Substitute "awning" for every occurrence of "shutter" in the data below, and reproduce all other lines unchanged.

-- Begin RAW DATA --

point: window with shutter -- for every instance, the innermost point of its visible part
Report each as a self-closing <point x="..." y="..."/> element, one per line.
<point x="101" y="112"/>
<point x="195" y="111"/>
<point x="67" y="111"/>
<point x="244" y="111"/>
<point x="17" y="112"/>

-- End RAW DATA --

OUTPUT.
point: window with awning -- for every instance, the innermost point of its visible part
Report each as a self-closing <point x="..." y="..."/> element, one per line.
<point x="101" y="112"/>
<point x="195" y="111"/>
<point x="67" y="111"/>
<point x="244" y="111"/>
<point x="17" y="112"/>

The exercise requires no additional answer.